### Problem to work on
Although the entries contain pictures, only their words should be duplicated exactly.

════════════════════

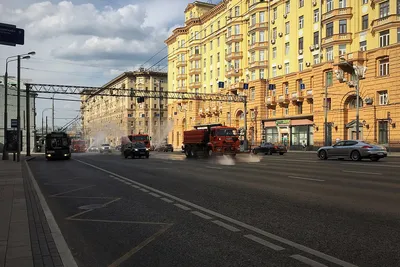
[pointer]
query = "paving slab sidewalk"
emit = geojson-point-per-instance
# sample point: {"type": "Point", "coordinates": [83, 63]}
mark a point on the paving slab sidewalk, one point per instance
{"type": "Point", "coordinates": [25, 238]}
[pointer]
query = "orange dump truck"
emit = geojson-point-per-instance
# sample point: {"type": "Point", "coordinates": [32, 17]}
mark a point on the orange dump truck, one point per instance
{"type": "Point", "coordinates": [211, 139]}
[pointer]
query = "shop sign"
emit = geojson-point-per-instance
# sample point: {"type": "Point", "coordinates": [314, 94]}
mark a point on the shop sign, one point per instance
{"type": "Point", "coordinates": [282, 122]}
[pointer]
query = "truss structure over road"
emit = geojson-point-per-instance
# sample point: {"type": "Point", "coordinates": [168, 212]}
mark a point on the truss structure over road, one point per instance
{"type": "Point", "coordinates": [119, 92]}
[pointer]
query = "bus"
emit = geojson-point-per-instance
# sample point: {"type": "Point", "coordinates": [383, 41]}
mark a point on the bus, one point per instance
{"type": "Point", "coordinates": [57, 146]}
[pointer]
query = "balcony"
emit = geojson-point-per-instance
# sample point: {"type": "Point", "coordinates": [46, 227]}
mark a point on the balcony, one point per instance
{"type": "Point", "coordinates": [195, 56]}
{"type": "Point", "coordinates": [181, 63]}
{"type": "Point", "coordinates": [234, 38]}
{"type": "Point", "coordinates": [181, 76]}
{"type": "Point", "coordinates": [309, 94]}
{"type": "Point", "coordinates": [283, 99]}
{"type": "Point", "coordinates": [339, 38]}
{"type": "Point", "coordinates": [234, 73]}
{"type": "Point", "coordinates": [233, 55]}
{"type": "Point", "coordinates": [271, 101]}
{"type": "Point", "coordinates": [336, 14]}
{"type": "Point", "coordinates": [194, 85]}
{"type": "Point", "coordinates": [194, 71]}
{"type": "Point", "coordinates": [391, 21]}
{"type": "Point", "coordinates": [258, 64]}
{"type": "Point", "coordinates": [297, 96]}
{"type": "Point", "coordinates": [258, 26]}
{"type": "Point", "coordinates": [258, 46]}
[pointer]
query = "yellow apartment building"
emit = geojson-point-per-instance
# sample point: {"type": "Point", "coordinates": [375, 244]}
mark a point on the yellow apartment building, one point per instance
{"type": "Point", "coordinates": [286, 53]}
{"type": "Point", "coordinates": [105, 119]}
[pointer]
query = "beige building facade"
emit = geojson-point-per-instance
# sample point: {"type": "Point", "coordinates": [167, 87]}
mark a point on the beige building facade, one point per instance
{"type": "Point", "coordinates": [286, 53]}
{"type": "Point", "coordinates": [105, 119]}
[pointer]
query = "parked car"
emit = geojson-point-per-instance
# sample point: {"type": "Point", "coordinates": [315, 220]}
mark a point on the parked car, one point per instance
{"type": "Point", "coordinates": [269, 149]}
{"type": "Point", "coordinates": [353, 149]}
{"type": "Point", "coordinates": [165, 148]}
{"type": "Point", "coordinates": [105, 148]}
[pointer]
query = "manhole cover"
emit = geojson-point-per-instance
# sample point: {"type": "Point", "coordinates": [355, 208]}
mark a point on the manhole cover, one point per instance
{"type": "Point", "coordinates": [91, 206]}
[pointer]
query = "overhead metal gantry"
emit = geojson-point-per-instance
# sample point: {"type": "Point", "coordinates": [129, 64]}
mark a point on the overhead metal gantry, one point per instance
{"type": "Point", "coordinates": [126, 92]}
{"type": "Point", "coordinates": [130, 92]}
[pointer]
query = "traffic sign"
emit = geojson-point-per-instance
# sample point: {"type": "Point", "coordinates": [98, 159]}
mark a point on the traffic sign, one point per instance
{"type": "Point", "coordinates": [11, 35]}
{"type": "Point", "coordinates": [14, 123]}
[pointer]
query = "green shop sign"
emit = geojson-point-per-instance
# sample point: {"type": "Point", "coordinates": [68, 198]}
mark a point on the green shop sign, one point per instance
{"type": "Point", "coordinates": [282, 122]}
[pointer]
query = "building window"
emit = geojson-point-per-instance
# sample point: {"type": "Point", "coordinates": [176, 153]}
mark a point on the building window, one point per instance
{"type": "Point", "coordinates": [301, 43]}
{"type": "Point", "coordinates": [328, 78]}
{"type": "Point", "coordinates": [363, 46]}
{"type": "Point", "coordinates": [384, 67]}
{"type": "Point", "coordinates": [383, 97]}
{"type": "Point", "coordinates": [384, 38]}
{"type": "Point", "coordinates": [383, 132]}
{"type": "Point", "coordinates": [329, 53]}
{"type": "Point", "coordinates": [287, 28]}
{"type": "Point", "coordinates": [364, 22]}
{"type": "Point", "coordinates": [300, 64]}
{"type": "Point", "coordinates": [343, 26]}
{"type": "Point", "coordinates": [384, 9]}
{"type": "Point", "coordinates": [316, 38]}
{"type": "Point", "coordinates": [329, 5]}
{"type": "Point", "coordinates": [342, 50]}
{"type": "Point", "coordinates": [329, 29]}
{"type": "Point", "coordinates": [301, 22]}
{"type": "Point", "coordinates": [287, 68]}
{"type": "Point", "coordinates": [316, 59]}
{"type": "Point", "coordinates": [316, 15]}
{"type": "Point", "coordinates": [299, 108]}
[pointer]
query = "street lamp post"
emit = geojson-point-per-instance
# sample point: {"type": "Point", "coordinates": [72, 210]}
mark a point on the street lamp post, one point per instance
{"type": "Point", "coordinates": [8, 60]}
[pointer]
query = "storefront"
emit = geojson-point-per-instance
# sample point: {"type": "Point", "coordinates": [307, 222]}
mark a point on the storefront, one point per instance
{"type": "Point", "coordinates": [294, 133]}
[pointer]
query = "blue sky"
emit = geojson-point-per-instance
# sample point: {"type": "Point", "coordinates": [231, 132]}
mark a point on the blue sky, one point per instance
{"type": "Point", "coordinates": [87, 42]}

════════════════════

### Result for this exercise
[pointer]
query = "paving slab sidewalk"
emit = geojson-point-per-instance
# sample point: {"type": "Point", "coordinates": [83, 63]}
mark a point on the paving slab sidewalk, one point per instance
{"type": "Point", "coordinates": [25, 238]}
[pointer]
query = "orange dump truck"
emit = geojson-point-per-instance
# sample point: {"type": "Point", "coordinates": [32, 17]}
mark a point on the orange dump truck, one point per instance
{"type": "Point", "coordinates": [211, 139]}
[pointer]
query = "shop sign"
emit = geojson-point-per-instance
# sample point: {"type": "Point", "coordinates": [314, 94]}
mark a point on the shop sign, one point per instance
{"type": "Point", "coordinates": [282, 122]}
[pointer]
query = "truss structure over road"
emit = geojson-point-per-instance
# sample point: {"type": "Point", "coordinates": [168, 212]}
mark a point on the truss structure over road, one point per instance
{"type": "Point", "coordinates": [119, 92]}
[pointer]
query = "bus"
emit = geojson-point-per-instance
# sample point: {"type": "Point", "coordinates": [383, 41]}
mark a point on the bus, one point per instance
{"type": "Point", "coordinates": [57, 146]}
[pointer]
query = "balcony"
emit = geojson-point-per-instance
# sample point: {"type": "Point", "coordinates": [46, 227]}
mark a point on the balcony, one point per instance
{"type": "Point", "coordinates": [195, 56]}
{"type": "Point", "coordinates": [181, 63]}
{"type": "Point", "coordinates": [234, 38]}
{"type": "Point", "coordinates": [181, 76]}
{"type": "Point", "coordinates": [309, 94]}
{"type": "Point", "coordinates": [283, 99]}
{"type": "Point", "coordinates": [339, 38]}
{"type": "Point", "coordinates": [234, 73]}
{"type": "Point", "coordinates": [233, 55]}
{"type": "Point", "coordinates": [271, 101]}
{"type": "Point", "coordinates": [336, 14]}
{"type": "Point", "coordinates": [194, 85]}
{"type": "Point", "coordinates": [194, 71]}
{"type": "Point", "coordinates": [391, 21]}
{"type": "Point", "coordinates": [258, 64]}
{"type": "Point", "coordinates": [297, 96]}
{"type": "Point", "coordinates": [258, 26]}
{"type": "Point", "coordinates": [258, 46]}
[pointer]
query = "yellow apartment building"
emit = geojson-point-per-instance
# sample point: {"type": "Point", "coordinates": [375, 244]}
mark a point on the yellow apartment building, one point per instance
{"type": "Point", "coordinates": [286, 53]}
{"type": "Point", "coordinates": [105, 119]}
[pointer]
query = "beige building facade"
emit = geojson-point-per-instance
# sample point: {"type": "Point", "coordinates": [167, 87]}
mark a point on the beige building facade, one point per instance
{"type": "Point", "coordinates": [286, 53]}
{"type": "Point", "coordinates": [105, 119]}
[pointer]
query = "parked car"
emit = geojson-point-per-instance
# sample point: {"type": "Point", "coordinates": [315, 220]}
mark a point on the parked car, one point per instance
{"type": "Point", "coordinates": [269, 149]}
{"type": "Point", "coordinates": [353, 149]}
{"type": "Point", "coordinates": [165, 148]}
{"type": "Point", "coordinates": [105, 148]}
[pointer]
query = "manhole cover"
emit = geojson-point-per-instance
# sample point: {"type": "Point", "coordinates": [355, 208]}
mark a point on the manhole cover, one point per instance
{"type": "Point", "coordinates": [91, 206]}
[pointer]
query = "overhead metal gantry"
emit = geojson-point-per-instance
# sample point: {"type": "Point", "coordinates": [129, 64]}
mark a point on the overhead metal gantry, one point per instance
{"type": "Point", "coordinates": [126, 92]}
{"type": "Point", "coordinates": [130, 92]}
[pointer]
query = "traffic sign"
emit = geojson-point-per-instance
# sample point: {"type": "Point", "coordinates": [98, 159]}
mark a point on the traffic sign, one point per instance
{"type": "Point", "coordinates": [11, 35]}
{"type": "Point", "coordinates": [14, 123]}
[pointer]
query = "green shop sign"
emit = geojson-point-per-instance
# sample point: {"type": "Point", "coordinates": [68, 198]}
mark a point on the green shop sign, one point per instance
{"type": "Point", "coordinates": [282, 122]}
[pointer]
query = "building window"
emit = geojson-point-per-instance
# sample point: {"type": "Point", "coordinates": [176, 153]}
mark a point on the building window, one point per instance
{"type": "Point", "coordinates": [301, 43]}
{"type": "Point", "coordinates": [328, 78]}
{"type": "Point", "coordinates": [363, 46]}
{"type": "Point", "coordinates": [384, 67]}
{"type": "Point", "coordinates": [383, 97]}
{"type": "Point", "coordinates": [384, 38]}
{"type": "Point", "coordinates": [383, 132]}
{"type": "Point", "coordinates": [329, 53]}
{"type": "Point", "coordinates": [287, 28]}
{"type": "Point", "coordinates": [364, 22]}
{"type": "Point", "coordinates": [300, 64]}
{"type": "Point", "coordinates": [343, 26]}
{"type": "Point", "coordinates": [384, 9]}
{"type": "Point", "coordinates": [316, 38]}
{"type": "Point", "coordinates": [329, 5]}
{"type": "Point", "coordinates": [342, 50]}
{"type": "Point", "coordinates": [329, 29]}
{"type": "Point", "coordinates": [301, 22]}
{"type": "Point", "coordinates": [287, 68]}
{"type": "Point", "coordinates": [316, 59]}
{"type": "Point", "coordinates": [316, 15]}
{"type": "Point", "coordinates": [299, 108]}
[pointer]
query = "street lamp post"
emit = geojson-point-per-instance
# sample point: {"type": "Point", "coordinates": [72, 210]}
mark a point on the street lamp post, one point per instance
{"type": "Point", "coordinates": [8, 60]}
[pointer]
query = "storefront"
emit = geojson-point-per-instance
# sample point: {"type": "Point", "coordinates": [307, 222]}
mark a point on the storefront, one point per instance
{"type": "Point", "coordinates": [294, 133]}
[pointer]
query = "blue sky"
emit = geojson-point-per-instance
# sample point: {"type": "Point", "coordinates": [231, 132]}
mark a point on the blue sky, one point per instance
{"type": "Point", "coordinates": [87, 42]}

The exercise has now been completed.